Entries from a point annotation set:
====
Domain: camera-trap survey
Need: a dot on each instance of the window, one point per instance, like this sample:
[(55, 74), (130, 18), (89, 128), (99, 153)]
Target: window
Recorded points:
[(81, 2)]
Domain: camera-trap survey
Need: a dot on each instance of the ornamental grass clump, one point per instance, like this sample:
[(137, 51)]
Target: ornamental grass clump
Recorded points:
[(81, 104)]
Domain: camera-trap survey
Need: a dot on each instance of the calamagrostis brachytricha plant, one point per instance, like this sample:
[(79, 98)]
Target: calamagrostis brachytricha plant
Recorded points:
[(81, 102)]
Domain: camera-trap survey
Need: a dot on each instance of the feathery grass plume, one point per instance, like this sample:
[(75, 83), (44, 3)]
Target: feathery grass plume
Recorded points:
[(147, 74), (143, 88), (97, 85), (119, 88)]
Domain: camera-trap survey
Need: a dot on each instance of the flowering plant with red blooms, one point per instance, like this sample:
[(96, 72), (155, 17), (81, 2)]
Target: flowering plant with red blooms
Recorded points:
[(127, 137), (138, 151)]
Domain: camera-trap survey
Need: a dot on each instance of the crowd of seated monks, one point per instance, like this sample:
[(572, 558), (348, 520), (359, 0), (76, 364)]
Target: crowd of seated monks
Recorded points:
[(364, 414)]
====
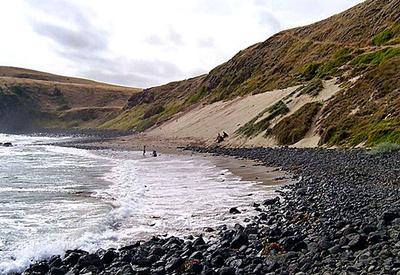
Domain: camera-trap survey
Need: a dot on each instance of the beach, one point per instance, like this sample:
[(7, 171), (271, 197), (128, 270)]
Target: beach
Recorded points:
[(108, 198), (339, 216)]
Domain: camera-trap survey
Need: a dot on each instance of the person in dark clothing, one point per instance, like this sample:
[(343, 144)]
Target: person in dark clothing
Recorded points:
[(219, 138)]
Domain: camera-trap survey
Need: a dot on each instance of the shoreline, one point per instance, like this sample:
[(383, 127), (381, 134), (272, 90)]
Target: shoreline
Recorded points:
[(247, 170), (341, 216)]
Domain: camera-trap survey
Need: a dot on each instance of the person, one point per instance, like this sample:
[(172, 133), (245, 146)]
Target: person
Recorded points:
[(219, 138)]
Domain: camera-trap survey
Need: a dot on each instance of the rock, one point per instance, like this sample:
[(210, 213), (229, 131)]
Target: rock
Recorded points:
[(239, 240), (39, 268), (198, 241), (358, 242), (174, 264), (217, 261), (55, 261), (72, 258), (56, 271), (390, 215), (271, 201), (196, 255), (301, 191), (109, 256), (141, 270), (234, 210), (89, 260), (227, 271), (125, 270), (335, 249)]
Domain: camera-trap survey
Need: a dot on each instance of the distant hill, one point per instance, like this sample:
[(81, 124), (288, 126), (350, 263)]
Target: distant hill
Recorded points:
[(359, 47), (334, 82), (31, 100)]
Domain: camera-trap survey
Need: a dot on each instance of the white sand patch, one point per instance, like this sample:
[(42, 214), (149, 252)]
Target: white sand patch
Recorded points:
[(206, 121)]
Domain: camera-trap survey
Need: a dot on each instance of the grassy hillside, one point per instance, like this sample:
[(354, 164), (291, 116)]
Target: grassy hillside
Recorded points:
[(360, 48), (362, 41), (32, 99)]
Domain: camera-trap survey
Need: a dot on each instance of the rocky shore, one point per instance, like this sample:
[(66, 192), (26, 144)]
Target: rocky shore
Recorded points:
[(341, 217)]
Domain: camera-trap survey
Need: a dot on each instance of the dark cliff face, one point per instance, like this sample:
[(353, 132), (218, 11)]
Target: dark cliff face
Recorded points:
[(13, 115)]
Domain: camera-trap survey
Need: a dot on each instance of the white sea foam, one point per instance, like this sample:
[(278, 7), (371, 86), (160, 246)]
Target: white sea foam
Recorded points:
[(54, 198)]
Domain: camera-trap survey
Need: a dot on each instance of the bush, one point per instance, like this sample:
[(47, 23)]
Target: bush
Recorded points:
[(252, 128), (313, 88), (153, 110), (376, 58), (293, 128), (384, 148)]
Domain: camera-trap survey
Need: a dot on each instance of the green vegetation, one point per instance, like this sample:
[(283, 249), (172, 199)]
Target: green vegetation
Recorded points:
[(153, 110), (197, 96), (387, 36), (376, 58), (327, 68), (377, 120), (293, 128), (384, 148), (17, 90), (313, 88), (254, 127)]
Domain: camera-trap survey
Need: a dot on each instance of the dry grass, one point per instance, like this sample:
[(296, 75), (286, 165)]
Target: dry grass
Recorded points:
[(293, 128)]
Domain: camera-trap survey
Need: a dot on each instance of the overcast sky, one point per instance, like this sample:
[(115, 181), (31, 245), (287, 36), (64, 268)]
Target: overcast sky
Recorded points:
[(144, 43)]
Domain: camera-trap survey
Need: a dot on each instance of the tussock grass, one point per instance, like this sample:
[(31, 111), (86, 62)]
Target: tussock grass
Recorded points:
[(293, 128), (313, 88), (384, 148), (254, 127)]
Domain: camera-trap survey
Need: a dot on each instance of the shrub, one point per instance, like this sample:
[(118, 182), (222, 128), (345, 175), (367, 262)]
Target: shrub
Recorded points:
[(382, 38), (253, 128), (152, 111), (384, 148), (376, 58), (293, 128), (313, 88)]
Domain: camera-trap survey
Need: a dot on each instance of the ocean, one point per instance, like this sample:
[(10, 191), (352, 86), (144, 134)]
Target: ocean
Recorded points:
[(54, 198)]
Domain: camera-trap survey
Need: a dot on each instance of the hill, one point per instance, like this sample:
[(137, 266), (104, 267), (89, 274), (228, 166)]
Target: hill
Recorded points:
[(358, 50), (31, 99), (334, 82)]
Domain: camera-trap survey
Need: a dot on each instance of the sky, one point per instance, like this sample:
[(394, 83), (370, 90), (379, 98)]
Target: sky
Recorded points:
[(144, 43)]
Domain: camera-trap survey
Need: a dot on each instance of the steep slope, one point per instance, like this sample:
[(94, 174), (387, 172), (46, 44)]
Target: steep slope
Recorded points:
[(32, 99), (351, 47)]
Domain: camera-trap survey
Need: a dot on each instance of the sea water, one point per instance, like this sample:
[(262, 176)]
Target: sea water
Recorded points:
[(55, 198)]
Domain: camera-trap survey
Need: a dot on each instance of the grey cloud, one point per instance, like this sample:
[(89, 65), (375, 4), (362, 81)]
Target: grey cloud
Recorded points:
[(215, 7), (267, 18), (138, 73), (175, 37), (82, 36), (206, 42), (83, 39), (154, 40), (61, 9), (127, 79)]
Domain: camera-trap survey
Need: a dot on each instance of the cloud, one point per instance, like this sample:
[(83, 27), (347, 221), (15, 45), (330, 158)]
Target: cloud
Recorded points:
====
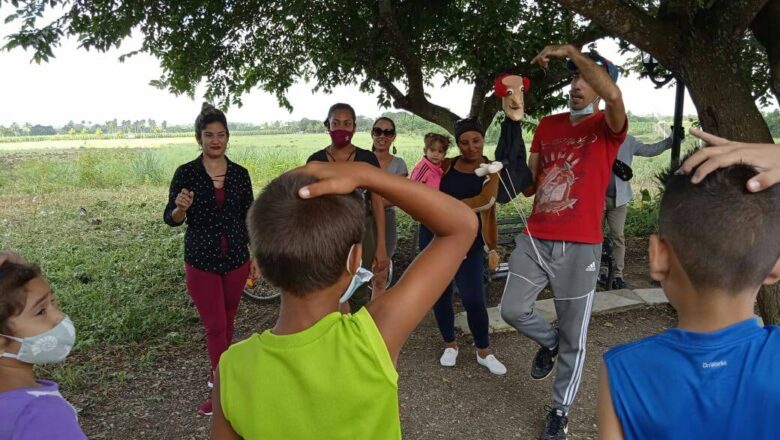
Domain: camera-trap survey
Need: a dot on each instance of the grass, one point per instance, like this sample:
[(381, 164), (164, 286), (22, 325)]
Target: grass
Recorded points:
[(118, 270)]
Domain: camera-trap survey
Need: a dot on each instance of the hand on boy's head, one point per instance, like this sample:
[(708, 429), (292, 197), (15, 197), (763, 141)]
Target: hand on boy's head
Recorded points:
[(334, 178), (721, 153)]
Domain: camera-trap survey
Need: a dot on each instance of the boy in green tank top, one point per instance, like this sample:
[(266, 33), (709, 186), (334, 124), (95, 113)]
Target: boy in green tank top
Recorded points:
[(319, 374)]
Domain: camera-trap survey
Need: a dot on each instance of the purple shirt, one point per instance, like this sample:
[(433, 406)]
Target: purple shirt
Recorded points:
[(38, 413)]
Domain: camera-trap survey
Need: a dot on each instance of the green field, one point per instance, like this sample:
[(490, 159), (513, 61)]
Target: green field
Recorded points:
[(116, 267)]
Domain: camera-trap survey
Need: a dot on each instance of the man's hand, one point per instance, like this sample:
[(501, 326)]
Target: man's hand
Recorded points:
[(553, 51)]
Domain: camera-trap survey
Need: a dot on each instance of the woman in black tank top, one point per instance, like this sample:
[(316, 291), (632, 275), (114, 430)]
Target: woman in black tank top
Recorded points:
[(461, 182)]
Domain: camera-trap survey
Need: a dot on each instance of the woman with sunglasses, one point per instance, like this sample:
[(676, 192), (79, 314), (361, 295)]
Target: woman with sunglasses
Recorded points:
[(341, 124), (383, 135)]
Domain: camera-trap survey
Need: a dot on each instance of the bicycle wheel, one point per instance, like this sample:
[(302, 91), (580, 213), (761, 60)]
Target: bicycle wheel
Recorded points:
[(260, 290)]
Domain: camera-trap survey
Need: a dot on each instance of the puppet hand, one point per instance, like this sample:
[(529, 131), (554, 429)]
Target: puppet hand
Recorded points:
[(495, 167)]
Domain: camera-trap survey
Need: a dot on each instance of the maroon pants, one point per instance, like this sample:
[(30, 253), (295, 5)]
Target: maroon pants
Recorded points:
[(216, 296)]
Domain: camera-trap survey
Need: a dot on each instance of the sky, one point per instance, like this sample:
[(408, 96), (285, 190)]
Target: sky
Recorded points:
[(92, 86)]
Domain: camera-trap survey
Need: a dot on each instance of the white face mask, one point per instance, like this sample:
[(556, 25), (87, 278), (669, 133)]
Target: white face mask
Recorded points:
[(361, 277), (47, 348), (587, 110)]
====
TASK TO COMPLETE - Which lines of the material above contain the word "rocky"? Return every one of them in full.

OUTPUT FOR THIS EXERCISE -
Need: a dot on each instance of the rocky shore, one point per instance, like this sample:
Target: rocky shore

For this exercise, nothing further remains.